## PROVIDED ENTRIES
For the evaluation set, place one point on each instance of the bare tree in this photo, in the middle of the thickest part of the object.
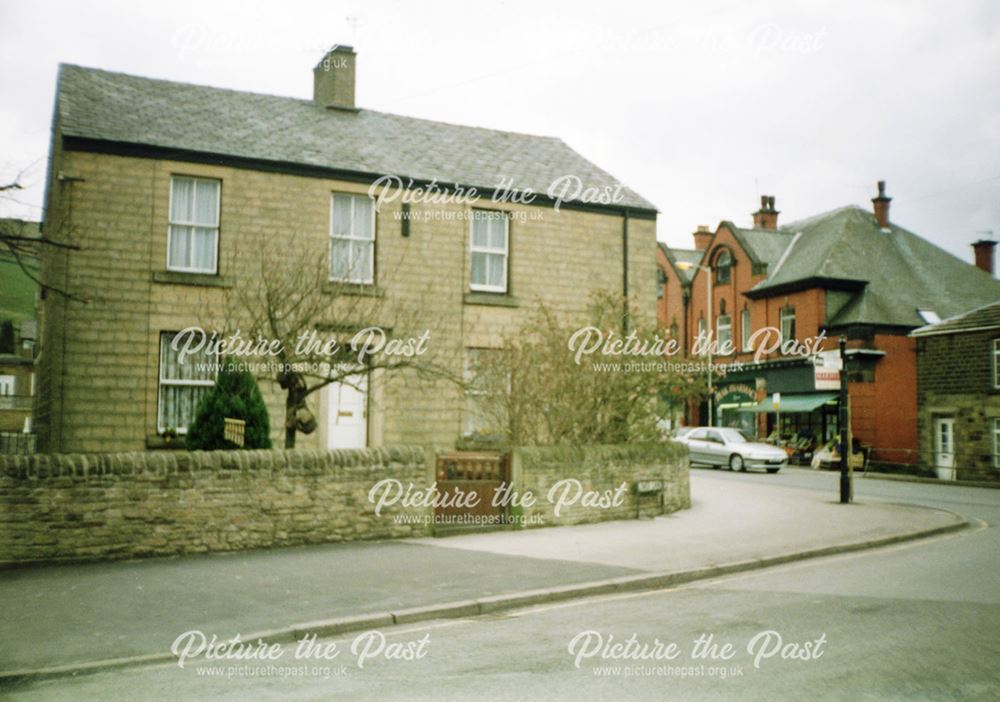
(25, 246)
(327, 331)
(534, 390)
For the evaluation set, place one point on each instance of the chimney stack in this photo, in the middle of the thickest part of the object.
(880, 205)
(766, 217)
(984, 254)
(333, 79)
(702, 237)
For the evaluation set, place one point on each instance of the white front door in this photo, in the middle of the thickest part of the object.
(944, 447)
(346, 420)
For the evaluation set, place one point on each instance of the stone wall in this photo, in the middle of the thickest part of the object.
(74, 507)
(955, 379)
(600, 471)
(103, 506)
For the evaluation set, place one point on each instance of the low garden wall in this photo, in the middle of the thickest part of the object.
(97, 506)
(76, 507)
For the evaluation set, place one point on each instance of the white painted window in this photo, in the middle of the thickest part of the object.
(182, 385)
(996, 363)
(996, 443)
(787, 323)
(489, 248)
(352, 239)
(193, 236)
(724, 331)
(745, 329)
(929, 316)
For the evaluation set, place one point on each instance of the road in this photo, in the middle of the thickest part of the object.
(915, 621)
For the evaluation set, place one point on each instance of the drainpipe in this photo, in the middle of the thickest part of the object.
(625, 314)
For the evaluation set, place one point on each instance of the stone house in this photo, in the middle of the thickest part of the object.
(958, 395)
(848, 272)
(172, 191)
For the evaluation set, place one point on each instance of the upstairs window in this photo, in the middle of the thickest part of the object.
(996, 363)
(723, 268)
(352, 239)
(724, 332)
(787, 323)
(489, 249)
(193, 235)
(745, 329)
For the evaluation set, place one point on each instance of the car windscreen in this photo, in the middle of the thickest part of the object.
(734, 436)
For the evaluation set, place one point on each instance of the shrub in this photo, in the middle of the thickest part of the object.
(236, 396)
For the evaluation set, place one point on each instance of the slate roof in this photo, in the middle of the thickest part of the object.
(898, 272)
(981, 318)
(126, 109)
(762, 245)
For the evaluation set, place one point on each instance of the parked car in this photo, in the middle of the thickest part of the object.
(723, 446)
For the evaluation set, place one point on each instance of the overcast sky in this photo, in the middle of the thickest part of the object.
(701, 107)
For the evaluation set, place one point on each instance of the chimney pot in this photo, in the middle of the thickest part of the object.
(333, 79)
(766, 217)
(702, 236)
(880, 206)
(984, 249)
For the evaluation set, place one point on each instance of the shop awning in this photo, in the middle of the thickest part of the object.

## REQUIREMENT
Reproduce the records, all of them, word for word; omit the pictures.

## ANSWER TO THIS TASK
For the evaluation set, place one point on each instance of the bare tree in this photo, in the middle of the thickest part of the object.
(25, 246)
(327, 331)
(534, 390)
For the evaluation set, place one point on each instance of the chimney stack in this photo, in the middle of the thickest part of the object.
(880, 205)
(766, 217)
(984, 254)
(333, 79)
(702, 237)
For the evaluation set, place one point on each instance of the white front door in this photo, in the middle of the thickest part of the object.
(944, 447)
(346, 420)
For the evaluation set, place one point on each instance of the stone wall in this photo, in the middle of the thickest part of the object.
(74, 507)
(955, 379)
(600, 471)
(103, 506)
For the evaluation set, place one point on each instance of the low garden wall in this photo, in the middle of the thickest part of the object.
(97, 506)
(76, 507)
For the evaluation set, place one point on each instance of the white painted window in this photo, in the middle of the thickest part of the object.
(182, 385)
(996, 363)
(996, 443)
(787, 323)
(489, 248)
(352, 239)
(193, 236)
(724, 331)
(745, 329)
(929, 316)
For the evaluation set, place one point on each instance of the road in this photo, in the middle of the thickest part of the object.
(915, 621)
For the evaluation set, place one point on each instance of the drainpipe in this photo, in the middle of the thickest part of the object.
(625, 314)
For the evaluation set, place one point on each instance of the stone house in this photo, in the middle of the thickest part of the object.
(958, 395)
(848, 272)
(172, 191)
For the evaluation set, place one point on each instance of the upstairs window in this photo, in the middle of the thickest part of the object.
(996, 363)
(723, 268)
(352, 239)
(724, 332)
(787, 323)
(489, 249)
(193, 235)
(745, 329)
For the evaluation set, place one point on each instance of the car windscreen in this photo, in the middle of the thickest part of the object.
(734, 436)
For the evaluation set, place one point on each instance of the shrub in this photo, in the middle of the thickest part of the object.
(236, 396)
For the evaluation set, place one point on each instance of the slate roof in this photo, in the middle of the thickest part of the object.
(898, 272)
(981, 318)
(126, 109)
(762, 245)
For the evaluation set, place one point on each instance of the parked car in this photo, in the middle of the thickest part of the object.
(723, 446)
For the evaluation set, place one point on each instance of the overcast sky in this photo, in the middle of the thickest part of the object.
(701, 107)
For the evaluation set, place one point on each instance of the chimney pot in this photo, in the middle of the thickest part of the object.
(333, 79)
(766, 217)
(702, 236)
(880, 206)
(984, 249)
For the evaluation set, place one point on each instance of the shop awning in this photo, in the middle of the thickest part of the object.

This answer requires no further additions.